[Objective]
Quote the stretch of the material below from its start through the line containing "286), (872, 283)]", both ends included, and leave the pictures out.

[Supplied data]

======

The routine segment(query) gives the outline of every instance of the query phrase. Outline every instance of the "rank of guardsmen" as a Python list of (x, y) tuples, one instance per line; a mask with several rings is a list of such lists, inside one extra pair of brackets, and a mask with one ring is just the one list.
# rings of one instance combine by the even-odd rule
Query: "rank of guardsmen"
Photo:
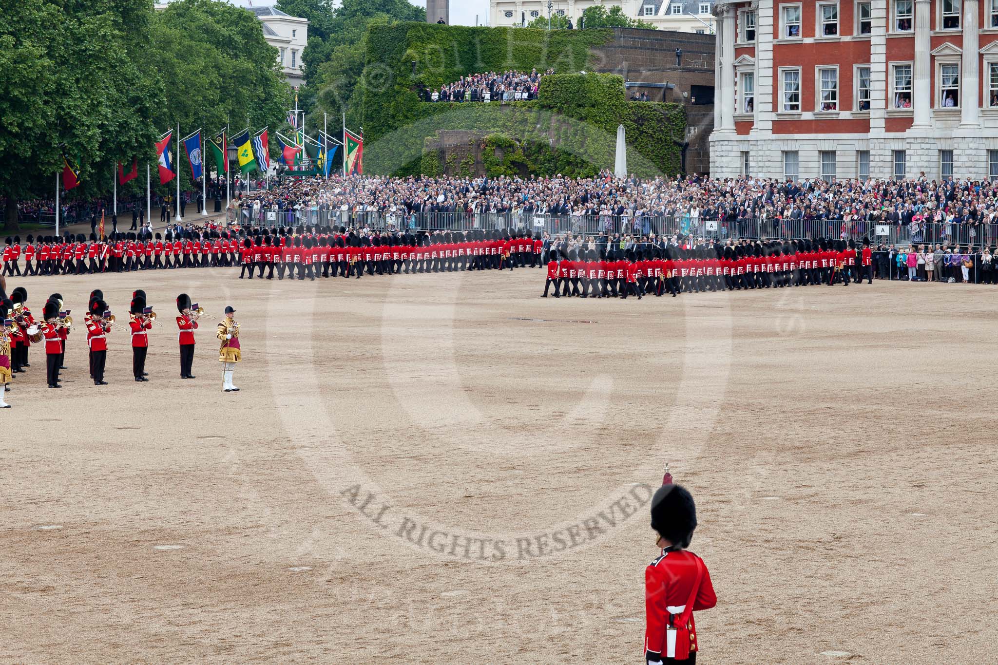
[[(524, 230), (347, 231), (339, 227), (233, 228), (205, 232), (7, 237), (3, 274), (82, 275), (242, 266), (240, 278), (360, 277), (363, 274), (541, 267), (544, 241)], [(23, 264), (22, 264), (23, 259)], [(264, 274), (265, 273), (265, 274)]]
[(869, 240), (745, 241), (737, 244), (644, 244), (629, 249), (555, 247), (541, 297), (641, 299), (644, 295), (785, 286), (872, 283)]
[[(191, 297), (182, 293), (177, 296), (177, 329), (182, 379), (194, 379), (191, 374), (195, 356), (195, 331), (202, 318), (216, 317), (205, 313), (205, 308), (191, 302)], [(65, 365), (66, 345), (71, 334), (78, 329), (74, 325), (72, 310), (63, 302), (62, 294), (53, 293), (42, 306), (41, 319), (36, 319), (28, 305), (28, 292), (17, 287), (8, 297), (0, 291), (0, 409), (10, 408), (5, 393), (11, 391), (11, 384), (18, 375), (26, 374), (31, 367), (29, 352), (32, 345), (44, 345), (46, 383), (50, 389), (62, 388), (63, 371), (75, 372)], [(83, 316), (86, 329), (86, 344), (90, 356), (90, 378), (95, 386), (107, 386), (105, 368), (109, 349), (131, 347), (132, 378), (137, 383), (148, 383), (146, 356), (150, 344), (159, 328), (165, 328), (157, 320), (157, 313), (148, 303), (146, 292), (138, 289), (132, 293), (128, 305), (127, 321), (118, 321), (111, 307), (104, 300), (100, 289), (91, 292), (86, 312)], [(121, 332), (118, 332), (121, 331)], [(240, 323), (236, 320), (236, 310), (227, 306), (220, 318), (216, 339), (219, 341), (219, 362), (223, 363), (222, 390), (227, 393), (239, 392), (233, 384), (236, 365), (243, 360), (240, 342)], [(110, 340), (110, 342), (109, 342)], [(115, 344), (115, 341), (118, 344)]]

======

[Correct result]
The routine segment(query) gives the outline of every instance of the query phrase. Outline every instance of the "rank of guardsmen" as a Python list of (x, y) tuples, one instance per line; a mask with several rings is a list of such lists, inside one extra pair of brackets, and a mask with one ring is just the one list.
# rings of one instance combine by the even-odd rule
Query: "rank of guardsmen"
Photo:
[[(524, 230), (347, 231), (339, 227), (233, 228), (205, 232), (7, 237), (3, 274), (82, 275), (242, 266), (240, 278), (360, 277), (363, 274), (541, 267), (544, 241)], [(23, 264), (22, 264), (23, 259)], [(264, 274), (265, 273), (265, 274)]]
[(869, 240), (745, 241), (737, 244), (644, 244), (629, 249), (555, 247), (541, 297), (641, 299), (644, 295), (785, 286), (872, 283)]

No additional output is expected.